[Provided text]:
God bless you on the journey!



Monday, April 8, 2013

As the Watch Ticks


[Photo of a pendant watch]

Remember that antique pendant watch we saw as a visual reminder of waiting on God at our Women’s Retreat? You can actually hear it tick, unlike modern watches. When I hear it tick, it reminds me of time passing, sometimes, so slowly.

Let me take you back to Psalm 37. David, the Psalm writer, doesn’t even mention the word “wait” until verse 34, but every verse reverberates with the ticking of the watch. And, the whole psalm is filled with antidotes to the long wait: words such as

  • “do not fret”

  • “trust”

  • “commit your way”

  • “be still”

  • “refrain from anger”

  • “a little while” and

  • “turn from evil and do good”

Each one offers very good advice! But each one can be described as “Easy to say—hard to do!”

As I read this passage, the verses that absolutely pop out for me are verses 3 and 4:

“Trust in the Lord and do good; dwell in the land and enjoy safe pasture [cultivate faithfulness]. Delight yourself in the Lord and he will give you the desires of your heart.”

God doesn’t just want us to sit listening to our watch tick the hours and days and even years away. He wants us to be constructive for Him. Sometimes He shows us something to do we hardly feel qualified or “called” to do.

Sometimes we find joy in this kind of new endeavor that we could not have imagined. As Christian writer Holly Furtick has said,

“What seems to you like a pointless or even painful ‘waiting room’ may be God’s most productive workroom.” 1

Remember that antique watch? It seemed to always need winding. I find that the best way to keep it running well is to wind it at the same time every day.

[Work required]:
Answer these questions using the post on Psalm 37 and the antique watch.
1. In which verse of Psalm 37 is the word "wait" first mentioned?
2. Which verses of the passage pop out for the author?
3. What does the post give as the best way to keep the antique watch running well?

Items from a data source
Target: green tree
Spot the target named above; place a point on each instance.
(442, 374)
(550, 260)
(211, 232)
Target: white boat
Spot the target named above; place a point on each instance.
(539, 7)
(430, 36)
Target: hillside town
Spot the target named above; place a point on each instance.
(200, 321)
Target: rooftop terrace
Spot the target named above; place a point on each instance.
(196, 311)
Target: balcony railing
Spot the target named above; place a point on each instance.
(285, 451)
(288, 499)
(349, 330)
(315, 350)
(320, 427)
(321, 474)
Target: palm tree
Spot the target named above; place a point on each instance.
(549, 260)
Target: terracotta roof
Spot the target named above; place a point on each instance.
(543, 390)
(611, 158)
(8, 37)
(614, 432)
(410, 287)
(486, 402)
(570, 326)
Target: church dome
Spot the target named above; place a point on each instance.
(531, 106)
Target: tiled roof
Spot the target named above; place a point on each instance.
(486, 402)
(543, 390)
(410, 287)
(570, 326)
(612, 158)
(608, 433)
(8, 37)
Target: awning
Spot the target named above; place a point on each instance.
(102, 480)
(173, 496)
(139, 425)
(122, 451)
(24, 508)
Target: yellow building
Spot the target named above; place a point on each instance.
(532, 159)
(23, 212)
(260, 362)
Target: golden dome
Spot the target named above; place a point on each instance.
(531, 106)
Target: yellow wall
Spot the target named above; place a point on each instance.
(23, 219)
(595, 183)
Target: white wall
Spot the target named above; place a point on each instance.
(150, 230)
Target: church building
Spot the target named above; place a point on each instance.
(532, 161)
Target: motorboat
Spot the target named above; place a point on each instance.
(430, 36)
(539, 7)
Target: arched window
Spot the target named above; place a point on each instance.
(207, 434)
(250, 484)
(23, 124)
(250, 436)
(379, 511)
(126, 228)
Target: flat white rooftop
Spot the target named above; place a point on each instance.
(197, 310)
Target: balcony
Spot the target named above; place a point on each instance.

[Solution to this task]:
1. Verse 34.
2. Verses 3 and 4.
3. Winding it at the same time every day.